• [Lesetext]

■ ■ ■

Für viele Beteiligten sei die Kehrtwende enttäuschend gewesen, so Brandenburg. SDMI habe gezeigt, "wie schwer sich die Leute einigen können". Größtenteils würden die Treffen des Konsortiums nur noch genutzt, um hinter den Kulissen Geschäftspartnerschaften und Verträge abzuschließen. Als "reinen Fehlschlag" will der Komprimierungsexperte, der inzwischen eine Professur an der Technischen Universität Ilmenau in Thüringen angenommen hat und dort eine Zweigstelle des IIS aufbaut, SDMI aber nicht bezeichnen: Sowohl bei den Vertretern der Musikindustrie wie auch in den Reihen der Gerätehersteller sei das Verständnis für die Belange der jeweils anderen Seite gewachsen.

Konkurrenz für MP3: die Bandbreite reicht von AAC bis Ogg Vorbis

Ob die Ergebnisse des Konsortiums aber jemals durchzusetzen seien, sieht Brandenburg auf einem anderen Papier stehen. Wie Programme à la Gnutella oder FreeNet zeigten, sei ein absoluter Kopierschutz eine Illusion und dem Verbraucher auch kaum zu vermitteln. Für das 1997 standardisierte und MP3 technisch überlegene Komprimierungsverfahren AAC (Advanced Audio Coding) hat sich das IIS daher einen taktisch klugen Schachzug überlegt, um den Angriffen der Phonoverbände und der großen Plattenlabel zu entgehen: AAC selbst enthält keine Vorrichtungen zum Urheberschutz - die Fraunhofer-Gesellschaft lizenziert das Verfahren aber nur an Firmen, die es zusammen mit Copyright-Vorkehrungen vermarkten. Die rigiden Lizenzbedingungen und das Fehlen freier Encoder oder Player verhindern gleichzeitig auch, dass sich AAC genauso "unkontrolliert" im Netz ausbreitet wie MP3 und etablieren den Standard bisher nur als MP3-Alternative für den professionellen Markt.

■ ■ ■

• [Angaben]
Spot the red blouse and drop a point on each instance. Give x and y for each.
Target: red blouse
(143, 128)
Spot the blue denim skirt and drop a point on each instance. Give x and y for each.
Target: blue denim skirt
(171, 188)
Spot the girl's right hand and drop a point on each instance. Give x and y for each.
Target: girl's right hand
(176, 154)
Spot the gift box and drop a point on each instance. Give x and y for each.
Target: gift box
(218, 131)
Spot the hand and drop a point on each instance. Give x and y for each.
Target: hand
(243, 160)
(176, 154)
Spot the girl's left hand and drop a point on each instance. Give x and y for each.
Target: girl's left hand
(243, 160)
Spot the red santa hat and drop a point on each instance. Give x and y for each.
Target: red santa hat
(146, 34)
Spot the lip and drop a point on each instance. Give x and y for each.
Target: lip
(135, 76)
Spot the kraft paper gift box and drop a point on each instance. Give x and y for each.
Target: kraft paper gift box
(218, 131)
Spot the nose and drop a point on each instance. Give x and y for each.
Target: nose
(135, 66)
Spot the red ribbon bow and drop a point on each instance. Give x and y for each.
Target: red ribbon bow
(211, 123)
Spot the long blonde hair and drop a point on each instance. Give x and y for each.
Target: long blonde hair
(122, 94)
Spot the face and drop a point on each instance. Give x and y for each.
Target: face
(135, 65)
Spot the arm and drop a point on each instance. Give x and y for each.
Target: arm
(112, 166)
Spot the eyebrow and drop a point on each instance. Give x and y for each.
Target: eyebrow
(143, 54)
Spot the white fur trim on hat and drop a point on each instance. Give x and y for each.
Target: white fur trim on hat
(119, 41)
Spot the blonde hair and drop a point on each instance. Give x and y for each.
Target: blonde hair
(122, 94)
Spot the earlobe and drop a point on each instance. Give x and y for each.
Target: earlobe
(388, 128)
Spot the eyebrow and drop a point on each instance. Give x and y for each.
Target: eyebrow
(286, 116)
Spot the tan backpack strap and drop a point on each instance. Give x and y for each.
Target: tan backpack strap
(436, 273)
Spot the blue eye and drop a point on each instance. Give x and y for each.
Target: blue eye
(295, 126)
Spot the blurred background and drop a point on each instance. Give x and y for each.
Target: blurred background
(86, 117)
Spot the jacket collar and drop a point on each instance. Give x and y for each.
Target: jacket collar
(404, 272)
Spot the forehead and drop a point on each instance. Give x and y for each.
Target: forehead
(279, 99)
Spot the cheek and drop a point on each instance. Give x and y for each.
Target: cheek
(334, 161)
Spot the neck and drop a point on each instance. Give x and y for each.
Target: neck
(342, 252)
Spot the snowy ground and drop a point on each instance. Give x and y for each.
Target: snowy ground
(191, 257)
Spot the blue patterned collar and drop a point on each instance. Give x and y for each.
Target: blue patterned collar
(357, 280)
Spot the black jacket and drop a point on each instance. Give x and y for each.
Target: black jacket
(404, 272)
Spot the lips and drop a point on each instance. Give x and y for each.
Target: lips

■ ■ ■

• [Aufgaben]
1 > An welcher Hochschule hat Brandenburg laut dem Text zu SDMI und AAC inzwischen eine Professur angenommen?
2 > Zitiere aus dem Text zu SDMI und AAC den Abschnitt, der bei den Worten "Für viele Beteiligten" beginnt und nach den Worten "anderen Seite gewachsen." endet.
3 > Schreib den Text zu SDMI und AAC dort weiter, wo er aufhört.
Die Zeilen spielen dafür keine Rolle.

• [Antworten]
1 > An der Technischen Universität Ilmenau in Thüringen.

2 >
Für viele Beteiligten sei die Kehrtwende enttäuschend gewesen, so Brandenburg. SDMI habe gezeigt, "wie schwer sich die Leute einigen können". Größtenteils würden die Treffen des Konsortiums nur noch genutzt, um hinter den Kulissen Geschäftspartnerschaften und Verträge abzuschließen. Als "reinen Fehlschlag" will der Komprimierungsexperte, der inzwischen eine Professur an der Technischen Universität Ilmenau in Thüringen angenommen hat und dort eine Zweigstelle des IIS aufbaut, SDMI aber nicht bezeichnen: Sowohl bei den Vertretern der Musikindustrie wie auch in den Reihen der Gerätehersteller sei das Verständnis für die Belange der jeweils anderen Seite gewachsen.

3 >
Doch auch im Low-End-Bereich hat sich inzwischen mit Ogg Vorbis ein neues Codierungsverfahren für alle aufgetan, die offene Quelltexte lieben und MP3 missachten, weil die Fraunhofer-Gesellschaft für jeden offiziell verkauften Encoder 25 Dollar kassiert. Die sich unter dem nicht ganz leicht aussprechbaren Namen Xiphophorus am MIT zusammengescharten Programmierer aus der Open-Source-Szene haben das einem japanischen Forschungsprojekt entstammende TwinVQ Codiersystem wieder entdeckt und präsentieren sich nun nach dessen gründlicher Überarbeitung als neuer Schrecken der Musikindustrie.

"Willst du wirklich, dass eine Unternehmensallianz kontrolliert, wann du welche Musik hörst?", fragen sie den potentiellen .ogg-Ripper und erinnern ihn daran, dass die Lobby der Plattenlabel an Playern arbeite, die nur noch offiziell "sanktionierte" Töne spielen sollen. Dem wollen die Hacker begegnen, indem sie ein garantiert patent- und lizenzfreies Verfahren ins Netz stellen, dessen Nutzer sich wohl kaum um die Copyright-Bedenken der Industrie scheren dürften.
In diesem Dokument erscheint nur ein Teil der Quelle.